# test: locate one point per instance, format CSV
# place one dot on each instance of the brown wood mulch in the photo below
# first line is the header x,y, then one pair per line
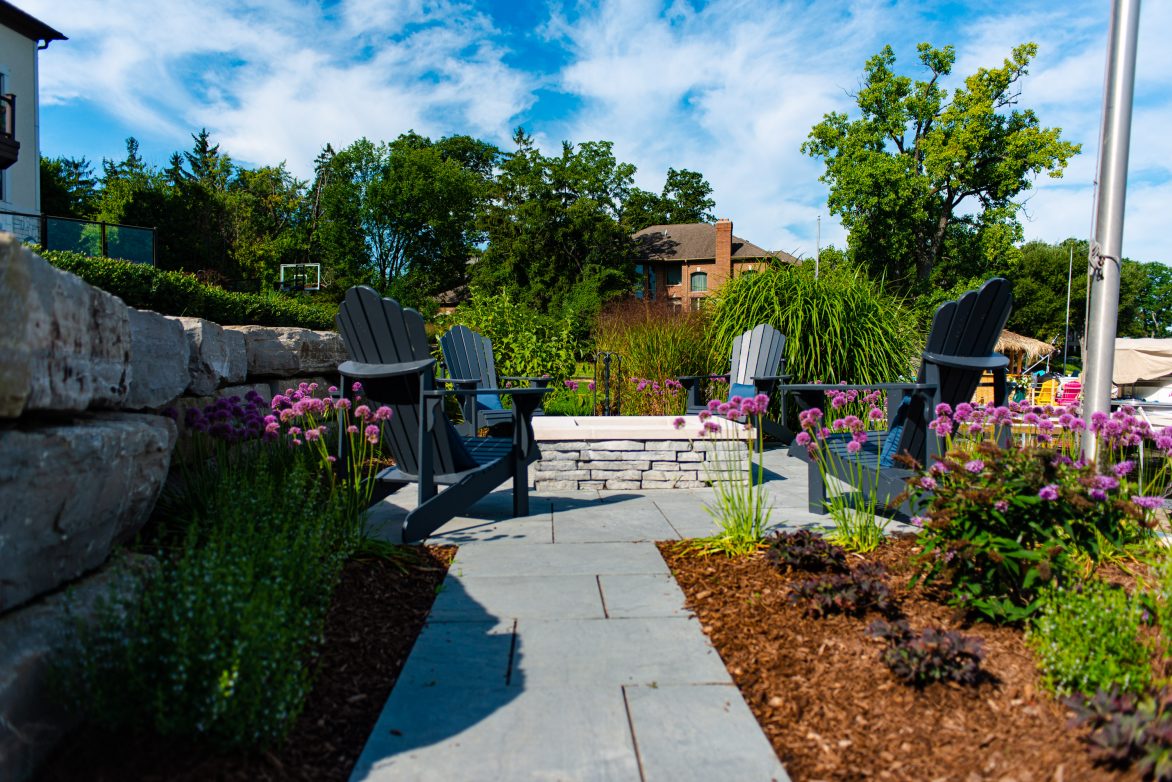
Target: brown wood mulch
x,y
833,711
376,614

════════

▶ YOUR TASK
Reproduce the data above line for line, leaving out the picture.

▶ THE COMPLETED TASK
# test: locate one point per instance, format CSV
# place one dot on each instance of the brown wood mulch in the photo below
# first line is the header x,y, then one pair per line
Target: brown wood mulch
x,y
833,711
376,614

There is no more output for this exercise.